Can you rewrite the stretch of entries from the line containing "Find the light" through the end of the entries, with the text lines unchanged and every bounding box coordinate increased by 66?

— Supplied data —
################

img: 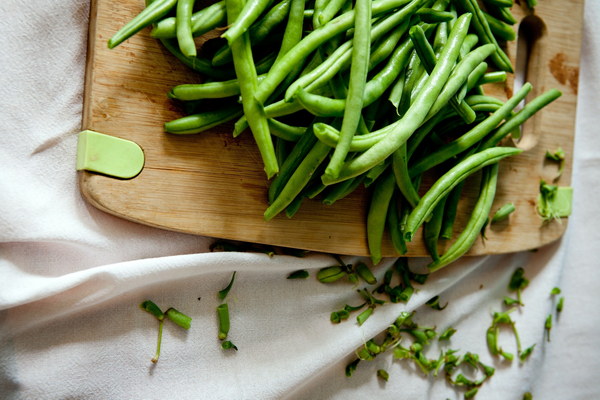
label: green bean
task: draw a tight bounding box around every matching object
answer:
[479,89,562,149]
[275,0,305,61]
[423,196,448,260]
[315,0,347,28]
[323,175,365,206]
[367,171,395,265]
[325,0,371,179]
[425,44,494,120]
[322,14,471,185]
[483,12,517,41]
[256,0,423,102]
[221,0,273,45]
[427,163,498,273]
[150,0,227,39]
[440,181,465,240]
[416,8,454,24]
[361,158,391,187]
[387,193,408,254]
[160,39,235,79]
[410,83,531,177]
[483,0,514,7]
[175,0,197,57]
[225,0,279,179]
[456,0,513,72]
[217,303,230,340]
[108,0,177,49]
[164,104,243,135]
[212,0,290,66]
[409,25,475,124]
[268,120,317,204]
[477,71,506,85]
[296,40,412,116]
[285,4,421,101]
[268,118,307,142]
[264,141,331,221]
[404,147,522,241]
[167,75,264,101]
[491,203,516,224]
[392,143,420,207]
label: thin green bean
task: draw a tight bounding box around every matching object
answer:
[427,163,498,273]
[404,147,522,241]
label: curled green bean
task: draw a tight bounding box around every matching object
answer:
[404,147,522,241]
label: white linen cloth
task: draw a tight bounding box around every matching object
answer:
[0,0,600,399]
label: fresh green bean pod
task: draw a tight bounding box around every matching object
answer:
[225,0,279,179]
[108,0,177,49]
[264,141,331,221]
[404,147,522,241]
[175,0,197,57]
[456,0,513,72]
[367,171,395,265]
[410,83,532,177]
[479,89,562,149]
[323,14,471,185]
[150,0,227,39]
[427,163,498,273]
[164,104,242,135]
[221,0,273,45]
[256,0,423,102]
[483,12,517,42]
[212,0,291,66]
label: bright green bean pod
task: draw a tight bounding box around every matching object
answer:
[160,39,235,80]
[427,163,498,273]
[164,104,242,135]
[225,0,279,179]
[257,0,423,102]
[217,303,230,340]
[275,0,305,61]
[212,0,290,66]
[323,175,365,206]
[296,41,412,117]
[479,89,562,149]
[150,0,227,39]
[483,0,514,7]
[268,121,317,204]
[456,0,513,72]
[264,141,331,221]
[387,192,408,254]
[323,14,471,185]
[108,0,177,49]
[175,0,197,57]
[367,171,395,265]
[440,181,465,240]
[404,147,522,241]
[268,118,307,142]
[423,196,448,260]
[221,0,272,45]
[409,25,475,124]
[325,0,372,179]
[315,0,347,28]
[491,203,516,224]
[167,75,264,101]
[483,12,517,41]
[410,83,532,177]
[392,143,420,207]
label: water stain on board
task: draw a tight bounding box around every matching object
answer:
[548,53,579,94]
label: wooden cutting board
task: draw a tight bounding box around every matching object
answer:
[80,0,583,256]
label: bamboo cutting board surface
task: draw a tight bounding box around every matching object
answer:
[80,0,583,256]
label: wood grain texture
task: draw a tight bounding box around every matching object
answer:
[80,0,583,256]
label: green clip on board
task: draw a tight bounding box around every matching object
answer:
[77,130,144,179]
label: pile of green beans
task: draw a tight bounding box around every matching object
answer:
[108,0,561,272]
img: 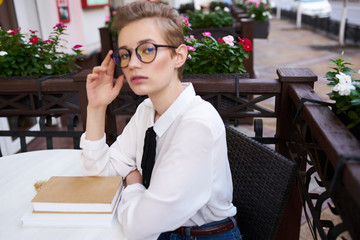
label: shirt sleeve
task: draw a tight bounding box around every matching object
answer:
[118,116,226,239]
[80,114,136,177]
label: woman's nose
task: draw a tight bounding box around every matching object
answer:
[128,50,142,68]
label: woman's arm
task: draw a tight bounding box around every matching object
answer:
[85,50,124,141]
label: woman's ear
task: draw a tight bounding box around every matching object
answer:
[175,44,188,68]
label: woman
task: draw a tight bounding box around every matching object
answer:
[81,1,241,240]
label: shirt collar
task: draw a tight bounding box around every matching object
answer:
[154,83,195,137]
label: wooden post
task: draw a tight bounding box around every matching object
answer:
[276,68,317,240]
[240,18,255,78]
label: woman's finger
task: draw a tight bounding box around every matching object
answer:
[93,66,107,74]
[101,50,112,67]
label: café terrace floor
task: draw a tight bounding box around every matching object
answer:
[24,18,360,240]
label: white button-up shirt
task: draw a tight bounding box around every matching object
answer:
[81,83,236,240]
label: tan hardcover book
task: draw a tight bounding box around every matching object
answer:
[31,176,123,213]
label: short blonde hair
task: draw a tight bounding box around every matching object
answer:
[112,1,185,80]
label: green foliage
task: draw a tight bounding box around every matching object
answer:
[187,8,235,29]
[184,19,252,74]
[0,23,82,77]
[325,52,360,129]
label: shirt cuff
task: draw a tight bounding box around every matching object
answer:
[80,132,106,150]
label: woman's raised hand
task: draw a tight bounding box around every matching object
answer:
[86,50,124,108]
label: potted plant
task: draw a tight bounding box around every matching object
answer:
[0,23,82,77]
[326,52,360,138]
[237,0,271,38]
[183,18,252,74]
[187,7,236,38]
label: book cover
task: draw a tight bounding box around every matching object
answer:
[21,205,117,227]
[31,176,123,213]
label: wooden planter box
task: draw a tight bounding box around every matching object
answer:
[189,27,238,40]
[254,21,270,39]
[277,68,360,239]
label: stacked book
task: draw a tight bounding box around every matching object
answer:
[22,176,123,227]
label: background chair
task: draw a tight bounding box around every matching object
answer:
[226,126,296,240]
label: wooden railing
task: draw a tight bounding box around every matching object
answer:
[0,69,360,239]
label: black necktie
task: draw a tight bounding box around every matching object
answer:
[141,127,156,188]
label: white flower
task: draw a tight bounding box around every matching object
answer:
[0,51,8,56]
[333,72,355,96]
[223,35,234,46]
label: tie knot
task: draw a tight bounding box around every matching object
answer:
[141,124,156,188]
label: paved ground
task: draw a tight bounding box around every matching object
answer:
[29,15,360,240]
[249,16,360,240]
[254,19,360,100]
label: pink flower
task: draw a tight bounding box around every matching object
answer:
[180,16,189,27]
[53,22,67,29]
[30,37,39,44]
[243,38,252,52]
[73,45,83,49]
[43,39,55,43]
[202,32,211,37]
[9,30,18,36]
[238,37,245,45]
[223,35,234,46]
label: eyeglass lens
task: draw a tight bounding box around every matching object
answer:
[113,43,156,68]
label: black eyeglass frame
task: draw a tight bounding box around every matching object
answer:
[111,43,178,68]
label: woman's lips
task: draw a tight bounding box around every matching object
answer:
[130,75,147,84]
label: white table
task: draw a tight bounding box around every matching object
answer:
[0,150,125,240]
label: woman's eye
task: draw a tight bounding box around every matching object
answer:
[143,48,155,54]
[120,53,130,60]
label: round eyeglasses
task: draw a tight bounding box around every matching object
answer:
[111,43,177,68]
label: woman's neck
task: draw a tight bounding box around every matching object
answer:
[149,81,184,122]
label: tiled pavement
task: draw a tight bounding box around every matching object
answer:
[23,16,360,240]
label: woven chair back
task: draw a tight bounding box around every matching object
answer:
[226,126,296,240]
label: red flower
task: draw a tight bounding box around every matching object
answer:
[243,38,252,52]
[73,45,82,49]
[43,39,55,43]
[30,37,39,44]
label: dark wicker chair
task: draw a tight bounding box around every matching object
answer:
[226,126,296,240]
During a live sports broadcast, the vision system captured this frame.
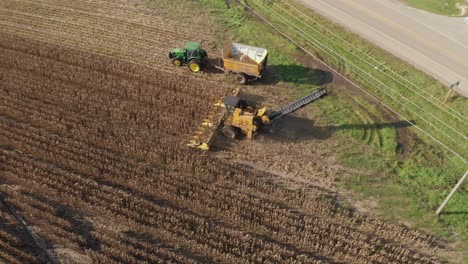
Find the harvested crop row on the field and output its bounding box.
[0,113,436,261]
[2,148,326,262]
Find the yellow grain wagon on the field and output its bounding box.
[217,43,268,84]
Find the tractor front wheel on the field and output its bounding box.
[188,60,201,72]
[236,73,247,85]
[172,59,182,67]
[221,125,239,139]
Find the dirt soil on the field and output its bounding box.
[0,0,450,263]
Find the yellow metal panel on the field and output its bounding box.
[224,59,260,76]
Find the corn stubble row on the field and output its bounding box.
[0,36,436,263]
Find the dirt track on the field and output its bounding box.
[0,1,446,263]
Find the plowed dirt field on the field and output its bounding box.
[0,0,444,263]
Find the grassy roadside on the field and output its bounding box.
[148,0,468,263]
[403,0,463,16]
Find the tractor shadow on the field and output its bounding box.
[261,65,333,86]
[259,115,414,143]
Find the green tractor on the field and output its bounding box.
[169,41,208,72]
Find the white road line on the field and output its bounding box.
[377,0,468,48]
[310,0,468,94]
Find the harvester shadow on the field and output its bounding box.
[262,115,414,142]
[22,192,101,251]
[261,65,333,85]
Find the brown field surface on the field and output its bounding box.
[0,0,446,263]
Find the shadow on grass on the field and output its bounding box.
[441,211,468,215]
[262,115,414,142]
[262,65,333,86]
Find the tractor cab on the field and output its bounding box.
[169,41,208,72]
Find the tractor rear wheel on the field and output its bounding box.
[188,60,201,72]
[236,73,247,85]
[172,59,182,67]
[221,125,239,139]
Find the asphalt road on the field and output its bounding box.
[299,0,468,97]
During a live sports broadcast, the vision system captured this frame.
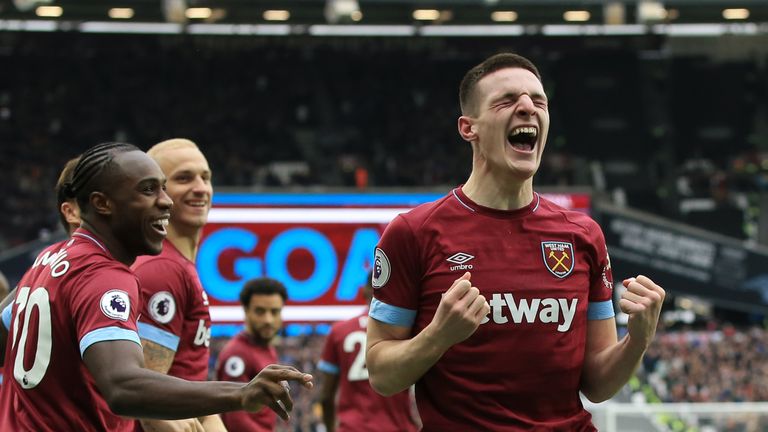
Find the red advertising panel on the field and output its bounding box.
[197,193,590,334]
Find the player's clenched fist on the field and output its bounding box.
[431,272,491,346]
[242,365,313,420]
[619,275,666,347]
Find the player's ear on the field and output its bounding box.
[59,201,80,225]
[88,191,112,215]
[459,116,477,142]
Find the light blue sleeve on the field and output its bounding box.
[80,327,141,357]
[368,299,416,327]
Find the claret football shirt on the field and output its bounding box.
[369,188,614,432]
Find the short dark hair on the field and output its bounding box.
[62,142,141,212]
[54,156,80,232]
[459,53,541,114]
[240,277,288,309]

################

— Solution for this task —
Find the light blue sleeve on the field and output its bounding box.
[146,393,207,423]
[434,365,482,393]
Find the claret football shirt on the field and output its bounding box.
[435,254,680,498]
Find the short dark hair on the field and output its bounding box.
[128,208,207,278]
[120,222,146,298]
[525,119,607,180]
[306,343,354,375]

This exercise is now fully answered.